[Source document start]
Coaxing a [register+immediate] offset store

I was a little surprised that this code didn’t generate a register+immediate store:

shared.keys[row * WARP_SIZE + warp_lane_idx()].b64 = key->b64;

Where ‘row’ is a compile-time constant.

A simple rearrangement produces the desired code and saves 1 register and 1+ instruction per store:

(shared.keys + row * WARP_SIZE)[warp_lane_idx()].b64 = key->b64;

Here is what the SASS looks like for each case. There are 7 back-to-back stores to shared memory:

If you were expecting the address operand to be in register+immediate form and you’re not seeing it in the SASS then you might try tweaking your array access expression. Again, I think the first expression should’ve given me what I wanted.

I haven’t seen this before but this is new code. I’ll double-check ld/st.global and ld.shared when I get the chance.

Platform: CUDA 7.5 RC.

What kind of performance difference are you seeing between the two variants?

Generally speaking, my experience with the CUDA compiler code generation is that there are so many layers of transformation between the source code and the final internal representation from which SASS is generated that most attempts to steer SASS generation in a particular direction amount to an accumulation of implementation artifacts, a brittle construct often destroyed by the next release.
[Source document end]
- Written instruction 1 -
Count the lines of the entries below that contain the word "white". Give only the number.
[Recorded information start]
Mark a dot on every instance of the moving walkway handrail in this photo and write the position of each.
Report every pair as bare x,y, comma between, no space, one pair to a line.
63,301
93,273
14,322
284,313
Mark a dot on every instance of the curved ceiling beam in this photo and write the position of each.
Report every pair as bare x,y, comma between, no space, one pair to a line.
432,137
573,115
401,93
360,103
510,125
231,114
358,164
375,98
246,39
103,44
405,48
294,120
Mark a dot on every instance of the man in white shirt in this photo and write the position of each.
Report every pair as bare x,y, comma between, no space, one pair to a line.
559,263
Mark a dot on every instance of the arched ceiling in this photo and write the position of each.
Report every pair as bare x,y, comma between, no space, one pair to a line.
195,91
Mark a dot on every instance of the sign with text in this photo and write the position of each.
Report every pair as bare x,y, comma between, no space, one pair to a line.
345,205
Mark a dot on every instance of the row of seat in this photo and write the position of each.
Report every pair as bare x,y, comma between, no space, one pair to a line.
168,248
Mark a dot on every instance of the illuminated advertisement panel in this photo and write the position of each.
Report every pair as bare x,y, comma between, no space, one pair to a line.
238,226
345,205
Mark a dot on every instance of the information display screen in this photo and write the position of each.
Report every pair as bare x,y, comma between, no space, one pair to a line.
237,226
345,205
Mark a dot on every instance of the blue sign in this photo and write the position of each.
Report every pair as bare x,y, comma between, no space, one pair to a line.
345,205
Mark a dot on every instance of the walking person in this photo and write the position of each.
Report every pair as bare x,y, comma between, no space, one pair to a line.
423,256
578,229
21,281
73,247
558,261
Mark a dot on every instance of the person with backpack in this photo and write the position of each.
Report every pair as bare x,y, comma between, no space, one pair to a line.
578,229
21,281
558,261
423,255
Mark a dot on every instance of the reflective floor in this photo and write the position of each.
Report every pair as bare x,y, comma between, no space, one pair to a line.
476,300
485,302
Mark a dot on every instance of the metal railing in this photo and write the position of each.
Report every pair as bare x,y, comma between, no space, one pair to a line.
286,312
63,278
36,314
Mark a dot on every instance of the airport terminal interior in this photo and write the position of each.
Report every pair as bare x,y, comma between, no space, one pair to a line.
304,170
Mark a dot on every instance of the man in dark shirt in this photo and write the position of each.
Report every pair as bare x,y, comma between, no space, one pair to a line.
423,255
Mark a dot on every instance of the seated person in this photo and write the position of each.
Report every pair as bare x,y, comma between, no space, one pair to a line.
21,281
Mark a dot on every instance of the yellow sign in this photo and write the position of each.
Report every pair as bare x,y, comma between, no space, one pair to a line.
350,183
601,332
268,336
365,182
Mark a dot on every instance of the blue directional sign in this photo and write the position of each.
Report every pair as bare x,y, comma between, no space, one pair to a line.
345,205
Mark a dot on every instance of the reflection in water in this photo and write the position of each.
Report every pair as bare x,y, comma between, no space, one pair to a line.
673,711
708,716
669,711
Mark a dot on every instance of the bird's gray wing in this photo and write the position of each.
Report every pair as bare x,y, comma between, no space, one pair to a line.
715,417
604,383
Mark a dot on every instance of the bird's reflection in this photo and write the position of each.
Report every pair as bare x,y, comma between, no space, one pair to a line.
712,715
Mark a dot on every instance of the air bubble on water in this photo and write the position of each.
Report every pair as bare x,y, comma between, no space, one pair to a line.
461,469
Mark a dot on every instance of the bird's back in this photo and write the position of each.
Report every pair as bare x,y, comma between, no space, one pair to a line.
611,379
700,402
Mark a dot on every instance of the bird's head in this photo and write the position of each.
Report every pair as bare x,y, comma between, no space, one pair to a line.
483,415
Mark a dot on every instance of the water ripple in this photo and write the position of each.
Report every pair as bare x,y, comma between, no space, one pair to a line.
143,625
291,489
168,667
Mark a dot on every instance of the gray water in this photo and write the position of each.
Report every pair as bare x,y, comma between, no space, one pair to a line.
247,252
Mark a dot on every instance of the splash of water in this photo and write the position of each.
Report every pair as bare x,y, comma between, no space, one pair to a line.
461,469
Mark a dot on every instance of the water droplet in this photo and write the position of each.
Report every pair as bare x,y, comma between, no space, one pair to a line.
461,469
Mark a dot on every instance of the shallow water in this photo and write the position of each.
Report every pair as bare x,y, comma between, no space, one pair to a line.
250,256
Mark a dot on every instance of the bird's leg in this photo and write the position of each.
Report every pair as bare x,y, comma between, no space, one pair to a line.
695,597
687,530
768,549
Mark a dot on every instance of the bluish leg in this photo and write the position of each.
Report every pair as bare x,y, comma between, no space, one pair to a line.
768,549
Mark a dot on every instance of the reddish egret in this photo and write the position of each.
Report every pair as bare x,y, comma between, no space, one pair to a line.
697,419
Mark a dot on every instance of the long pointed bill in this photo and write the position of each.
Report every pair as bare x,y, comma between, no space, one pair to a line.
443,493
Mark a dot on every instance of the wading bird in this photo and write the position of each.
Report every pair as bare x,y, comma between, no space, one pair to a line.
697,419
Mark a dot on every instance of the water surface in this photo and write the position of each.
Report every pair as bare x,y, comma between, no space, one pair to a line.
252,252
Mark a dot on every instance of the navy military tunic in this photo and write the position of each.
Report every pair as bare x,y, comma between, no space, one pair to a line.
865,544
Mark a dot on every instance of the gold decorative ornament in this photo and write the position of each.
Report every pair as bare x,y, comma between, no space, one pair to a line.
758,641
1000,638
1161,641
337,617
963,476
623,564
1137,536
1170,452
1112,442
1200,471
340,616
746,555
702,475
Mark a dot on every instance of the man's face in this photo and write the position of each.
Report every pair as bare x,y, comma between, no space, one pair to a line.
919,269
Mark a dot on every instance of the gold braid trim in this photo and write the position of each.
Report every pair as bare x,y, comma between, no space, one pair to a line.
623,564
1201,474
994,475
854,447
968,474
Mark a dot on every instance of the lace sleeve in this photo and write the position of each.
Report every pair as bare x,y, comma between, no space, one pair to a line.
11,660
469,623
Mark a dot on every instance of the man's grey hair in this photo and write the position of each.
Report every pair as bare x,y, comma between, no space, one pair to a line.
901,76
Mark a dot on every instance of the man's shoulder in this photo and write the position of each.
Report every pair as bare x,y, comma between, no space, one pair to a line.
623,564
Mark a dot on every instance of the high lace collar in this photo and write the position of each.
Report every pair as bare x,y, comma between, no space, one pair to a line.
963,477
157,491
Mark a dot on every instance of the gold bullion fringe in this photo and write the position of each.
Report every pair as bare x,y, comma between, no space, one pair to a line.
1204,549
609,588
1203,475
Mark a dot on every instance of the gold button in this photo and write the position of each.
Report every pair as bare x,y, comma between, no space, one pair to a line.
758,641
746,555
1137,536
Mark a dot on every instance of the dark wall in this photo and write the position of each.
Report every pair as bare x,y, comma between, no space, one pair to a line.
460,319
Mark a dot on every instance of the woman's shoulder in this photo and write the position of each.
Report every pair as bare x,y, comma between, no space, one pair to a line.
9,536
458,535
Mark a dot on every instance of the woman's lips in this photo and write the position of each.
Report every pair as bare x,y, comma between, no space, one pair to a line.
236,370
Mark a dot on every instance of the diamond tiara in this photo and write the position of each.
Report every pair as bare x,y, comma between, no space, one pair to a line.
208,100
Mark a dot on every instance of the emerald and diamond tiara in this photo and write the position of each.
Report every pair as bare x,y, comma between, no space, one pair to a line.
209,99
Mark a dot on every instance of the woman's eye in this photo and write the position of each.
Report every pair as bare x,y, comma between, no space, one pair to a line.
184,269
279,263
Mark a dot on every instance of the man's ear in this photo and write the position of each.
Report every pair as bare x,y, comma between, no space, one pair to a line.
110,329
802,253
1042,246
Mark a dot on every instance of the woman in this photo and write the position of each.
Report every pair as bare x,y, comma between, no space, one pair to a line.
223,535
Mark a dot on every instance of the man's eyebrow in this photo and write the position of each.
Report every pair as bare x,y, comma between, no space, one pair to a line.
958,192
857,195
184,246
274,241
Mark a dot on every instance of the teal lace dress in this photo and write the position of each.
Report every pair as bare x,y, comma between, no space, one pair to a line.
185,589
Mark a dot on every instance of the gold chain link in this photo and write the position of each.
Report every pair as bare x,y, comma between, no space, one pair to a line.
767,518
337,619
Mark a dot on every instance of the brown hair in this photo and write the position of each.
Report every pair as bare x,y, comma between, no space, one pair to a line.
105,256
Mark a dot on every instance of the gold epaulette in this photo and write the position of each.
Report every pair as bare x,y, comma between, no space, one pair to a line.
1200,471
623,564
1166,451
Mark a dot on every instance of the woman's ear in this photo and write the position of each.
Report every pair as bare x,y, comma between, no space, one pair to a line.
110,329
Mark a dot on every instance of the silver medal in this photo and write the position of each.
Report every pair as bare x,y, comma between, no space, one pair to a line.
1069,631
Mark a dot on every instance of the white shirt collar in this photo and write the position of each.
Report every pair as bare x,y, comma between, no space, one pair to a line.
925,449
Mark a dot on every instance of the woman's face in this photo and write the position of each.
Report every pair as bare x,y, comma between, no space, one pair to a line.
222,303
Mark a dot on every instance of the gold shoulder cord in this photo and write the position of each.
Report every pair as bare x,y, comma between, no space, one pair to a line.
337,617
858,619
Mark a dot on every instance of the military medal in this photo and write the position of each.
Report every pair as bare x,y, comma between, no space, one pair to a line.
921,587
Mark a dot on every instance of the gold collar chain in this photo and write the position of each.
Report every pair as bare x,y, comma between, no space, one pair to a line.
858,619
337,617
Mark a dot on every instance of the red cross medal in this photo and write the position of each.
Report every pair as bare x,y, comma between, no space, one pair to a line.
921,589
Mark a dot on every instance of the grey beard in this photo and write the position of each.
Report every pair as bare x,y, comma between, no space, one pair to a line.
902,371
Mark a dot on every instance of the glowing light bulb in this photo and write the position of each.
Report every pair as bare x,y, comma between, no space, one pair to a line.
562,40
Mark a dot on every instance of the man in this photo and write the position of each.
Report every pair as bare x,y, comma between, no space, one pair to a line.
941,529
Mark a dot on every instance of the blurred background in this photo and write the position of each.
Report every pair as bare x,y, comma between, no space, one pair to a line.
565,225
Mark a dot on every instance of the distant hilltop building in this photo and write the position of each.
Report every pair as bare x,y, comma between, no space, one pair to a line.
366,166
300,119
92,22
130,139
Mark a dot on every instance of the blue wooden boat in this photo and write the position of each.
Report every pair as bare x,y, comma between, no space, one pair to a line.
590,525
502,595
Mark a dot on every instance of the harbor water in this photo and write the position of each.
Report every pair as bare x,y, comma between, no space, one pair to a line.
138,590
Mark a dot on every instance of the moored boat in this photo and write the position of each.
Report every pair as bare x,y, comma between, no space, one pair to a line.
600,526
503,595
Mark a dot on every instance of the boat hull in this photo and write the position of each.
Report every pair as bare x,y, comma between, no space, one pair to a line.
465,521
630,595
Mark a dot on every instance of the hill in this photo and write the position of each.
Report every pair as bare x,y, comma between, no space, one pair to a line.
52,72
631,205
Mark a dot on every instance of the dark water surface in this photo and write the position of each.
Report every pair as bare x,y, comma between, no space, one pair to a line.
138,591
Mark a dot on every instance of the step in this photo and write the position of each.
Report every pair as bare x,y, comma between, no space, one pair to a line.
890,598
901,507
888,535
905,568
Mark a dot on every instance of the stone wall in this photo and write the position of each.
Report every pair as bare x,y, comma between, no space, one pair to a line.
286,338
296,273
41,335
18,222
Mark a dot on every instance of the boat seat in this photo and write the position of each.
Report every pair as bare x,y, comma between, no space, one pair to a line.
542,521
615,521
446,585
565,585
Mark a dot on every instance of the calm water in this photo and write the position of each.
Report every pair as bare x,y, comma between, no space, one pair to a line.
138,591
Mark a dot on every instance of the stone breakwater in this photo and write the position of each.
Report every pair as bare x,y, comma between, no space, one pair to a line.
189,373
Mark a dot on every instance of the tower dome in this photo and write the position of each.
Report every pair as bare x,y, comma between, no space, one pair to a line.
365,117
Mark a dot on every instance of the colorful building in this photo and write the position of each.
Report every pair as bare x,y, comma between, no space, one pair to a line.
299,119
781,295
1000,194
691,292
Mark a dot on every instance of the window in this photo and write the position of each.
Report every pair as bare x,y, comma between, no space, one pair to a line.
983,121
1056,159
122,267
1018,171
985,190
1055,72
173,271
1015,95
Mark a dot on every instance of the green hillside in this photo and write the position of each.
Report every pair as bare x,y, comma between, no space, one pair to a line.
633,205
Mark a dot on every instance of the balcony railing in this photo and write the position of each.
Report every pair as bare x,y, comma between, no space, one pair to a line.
[Recorded information end]
- Written instruction 2 -
Answer these questions from the thread on register+immediate stores above, one answer per line, marked to match:
(a) What platform is given?
(b) How many back-to-back stores to shared memory are there?
(c) What does the rearranged expression save?

- Answer 1 -
2

- Answer 2 -
(a) CUDA 7.5 RC.
(b) 7.
(c) 1 register and 1+ instruction per store.